*** Selection ***

Applegate, Katherine. 2012. THE ONE AND ONLY IVAN. Ill. Patricia Castelao. New York: Harper Collins. ISBN 978-0061992254

The ONE AND ONLY IVAN is the bittersweet and beautiful middle-grade story of a gentle and artistic silverback gorilla named Ivan.  This book is a fictional narrative based on the true story of Ivan the gorilla at the Atlanta Zoo (Applegate 2013). The following picture of the real Ivan was taken from Katherine Applegate’s THE ONE AND ONLY IVAN website (http://theoneandonlyivan.com/ivan/):

real ivan

At the story’s launch, Ivan inhabits his “domain” at Exit 8 Big Top Mall and Video Arcade with his friends Stella the elephant and Bob the dog.  The animals in this menagerie live a lonely and solitary existence.   The overall emotional theme of loneliness and isolation is even evident in the book’s title, THE “ONEAND “ONLYIVAN.  Ivan spends his days staring at his TV, gazing out the window, and painting pictures that are sold in the mall gift shop.  While Ivan loves to listen to stories from Stella’s past, he has blocked memories own painful early history.  The animals live a monotonous existence until the day that the baby elephant names Ruby comes into their world.  A powerful promise, protective “Mighty Silverback” instincts, and abuse/neglect at the hands of his owner force Ivan to admit that his “domain” is really a cage.  He vows to change their situation and save baby Ruby.   He finally becomes, not just THE ONE AND ONLY IVAN, but the silverback gorilla he was always meant to be.

***

| Exercise brief |
In the book review, where does Ivan live at the start of the story?

*** Material ***

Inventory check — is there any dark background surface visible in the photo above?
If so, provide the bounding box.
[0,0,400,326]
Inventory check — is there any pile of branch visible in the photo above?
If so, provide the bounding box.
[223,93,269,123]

***
*** Material ***

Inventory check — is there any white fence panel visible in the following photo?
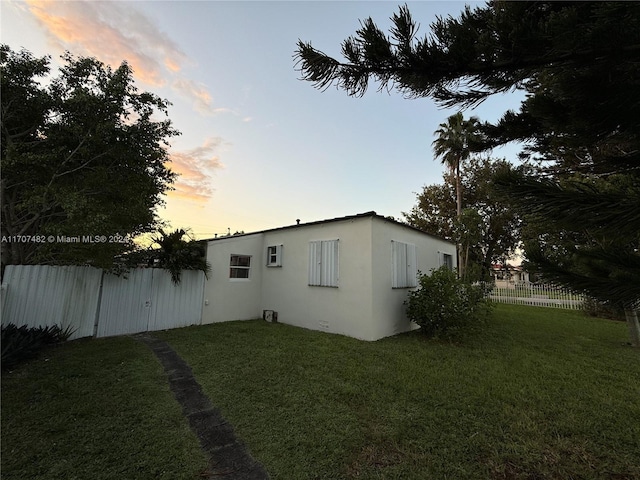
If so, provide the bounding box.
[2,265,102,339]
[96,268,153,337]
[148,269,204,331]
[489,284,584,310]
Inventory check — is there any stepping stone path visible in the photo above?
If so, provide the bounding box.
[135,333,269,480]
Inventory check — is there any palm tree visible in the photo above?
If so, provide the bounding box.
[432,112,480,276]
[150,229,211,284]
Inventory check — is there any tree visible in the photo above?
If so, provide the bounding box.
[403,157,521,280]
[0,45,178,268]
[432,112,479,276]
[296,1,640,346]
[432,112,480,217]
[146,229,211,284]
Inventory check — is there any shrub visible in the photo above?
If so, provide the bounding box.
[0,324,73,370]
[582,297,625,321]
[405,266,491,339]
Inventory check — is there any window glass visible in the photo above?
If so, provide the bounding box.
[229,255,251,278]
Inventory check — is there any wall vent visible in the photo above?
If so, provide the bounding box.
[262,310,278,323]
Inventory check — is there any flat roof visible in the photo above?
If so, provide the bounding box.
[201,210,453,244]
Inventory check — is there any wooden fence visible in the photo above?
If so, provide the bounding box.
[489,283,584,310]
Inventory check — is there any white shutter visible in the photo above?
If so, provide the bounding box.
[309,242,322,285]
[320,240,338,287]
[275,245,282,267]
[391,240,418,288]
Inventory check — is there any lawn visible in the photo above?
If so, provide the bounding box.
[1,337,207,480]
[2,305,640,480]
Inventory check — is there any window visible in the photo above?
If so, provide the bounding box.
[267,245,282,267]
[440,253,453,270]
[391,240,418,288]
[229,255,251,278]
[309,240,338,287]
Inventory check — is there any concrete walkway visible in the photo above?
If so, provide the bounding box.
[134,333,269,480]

***

| Right answer |
At the Exit 8 Big Top Mall and Video Arcade.